- _Article_:
--*--

“Lonely, I’ve been getting no peace
OD, feel like overdosing” – Juice WRLD, “Empty”
Whether you like it or not Juice WRLD makes catchy music. It wouldn’t be hard to generate a shopping list worth of problems with the young man as an artist — the fact he’s a “rapper” who sings, his unapologetic promotion of lean (to the point he brags “I solve problems with styrofoam” on the track above), the fact there’s less depth to his lyrics than reading a phone book, and so on. None of that holds a candle to the fact he’s got a captivating AutoTuned presence that is easily imitable to legions of listeners, backed up by a cadre of producers who create booming backdrops to bolster his popularity. Although his biggest hit to date shamelessly jacked Sting you can’t say producer Nick Mira didn’t do so with hella swag. Whether or not Juice WRLD is style over substance doesn’t hold a candle to the fact it works ENORMOUSLY well on the radio and to millions of devoted listeners.

--*--

- _Dataset content_:
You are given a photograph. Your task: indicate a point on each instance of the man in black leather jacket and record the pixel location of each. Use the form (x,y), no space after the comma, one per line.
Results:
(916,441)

--*--

- _Required task 1_: Condense the paragraph of the review that begins "Whether you like it or not" into a few shorter sentences that keep its main points.
- _Required task 2_: Copy word for word the part of the review that opens with the words containing "Whether you like" and closes with "of devoted listeners.".
The data above is separate material, apart from the review.

- _Problem solution 1_: Juice WRLD's music is catchy whether you like it or not. Plenty of faults can be found with him as an artist: he's a "rapper" who sings, he openly promotes lean (even bragging "I solve problems with styrofoam" on the quoted track), and his lyrics have less depth than a phone book. All of that is outweighed by his captivating AutoTuned presence, which listeners easily imitate, and by producers who build booming backdrops that bolster his popularity. His biggest hit so far shamelessly lifted from Sting, though producer Nick Mira did it with plenty of swag. Whether he is style over substance matters less than how enormously well his music works on the radio and with millions of devoted listeners.

- _Problem solution 2_:
Whether you like it or not Juice WRLD makes catchy music. It wouldn’t be hard to generate a shopping list worth of problems with the young man as an artist — the fact he’s a “rapper” who sings, his unapologetic promotion of lean (to the point he brags “I solve problems with styrofoam” on the track above), the fact there’s less depth to his lyrics than reading a phone book, and so on. None of that holds a candle to the fact he’s got a captivating AutoTuned presence that is easily imitable to legions of listeners, backed up by a cadre of producers who create booming backdrops to bolster his popularity. Although his biggest hit to date shamelessly jacked Sting you can’t say producer Nick Mira didn’t do so with hella swag. Whether or not Juice WRLD is style over substance doesn’t hold a candle to the fact it works ENORMOUSLY well on the radio and to millions of devoted listeners.